Contou-me ela em tempos -- nem sei porque me contava tanta coisa, devo dizer -- que uma vez tinha precisado do carro, que na ocasião o seu amigo padre tinha levado para junto da igreja onde ia dizer missa. Atrevida, entrou na igreja e foi postar-se de joelhos na teia, bem em frente do altar. Vira-se o pobre, que estava a celebrar o santo sacrifício da missa para a congregação e depara com ela ali, à sua frente, muito católica e perturbante. A Helena faz-lhe de maneira subtil o gesto de que precisava das chaves e ele, no meio do seu latinório e com a mão sagrada a sair da sua comprida opa, indica-lhe certeiramente que as chaves estão ao seu lado direito na sacristia, no bolso das calças. Não houve qualquer problema para a Helena em dar com elas e sair com o bólide.
Dois anos depois, chegou-me outra notícia através do irmão. A Helena, que entretanto voltara para o seu santo e bronzeante Lobito, estava cá de novo. Veio para casar a filha mais velha, que, tal como a mãe, ia contrair matrimónio bastante nova: acabava de fazer dezanove anos. Era uma bonita rapariga, mais alta do que a mãe e de sorriso relativamente ingénuo. De corpo esbelto, era nadadora exímia e ginasta. A cerimónia do casamento foi perto de Ferreira do Zêzere, com toda a pompa que o acontecimento merecia. Para mim, porém, o acontecimento foi o celebrante. Com muita honra dos noivos e de todos os convidados, a missa, envolvendo todas aquelas lindas e sinceras palavras que são da praxe e ficam para todo o sempre na memória dos nubentes, foi celebrada pelo Reverendo Padre Capelão.

### Dados recolhidos
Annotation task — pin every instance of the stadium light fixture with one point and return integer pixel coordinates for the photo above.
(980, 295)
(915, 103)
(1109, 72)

### Enunciado
Edite o excerto sobre a Helena: transcreva-o começando em "Dois anos depois, chegou-me" e terminando em "Reverendo Padre Capelão.", trocando "dezanove" por "vinte".

### Resolução
Dois anos depois, chegou-me outra notícia através do irmão. A Helena, que entretanto voltara para o seu santo e bronzeante Lobito, estava cá de novo. Veio para casar a filha mais velha, que, tal como a mãe, ia contrair matrimónio bastante nova: acabava de fazer vinte anos. Era uma bonita rapariga, mais alta do que a mãe e de sorriso relativamente ingénuo. De corpo esbelto, era nadadora exímia e ginasta. A cerimónia do casamento foi perto de Ferreira do Zêzere, com toda a pompa que o acontecimento merecia. Para mim, porém, o acontecimento foi o celebrante. Com muita honra dos noivos e de todos os convidados, a missa, envolvendo todas aquelas lindas e sinceras palavras que são da praxe e ficam para todo o sempre na memória dos nubentes, foi celebrada pelo Reverendo Padre Capelão.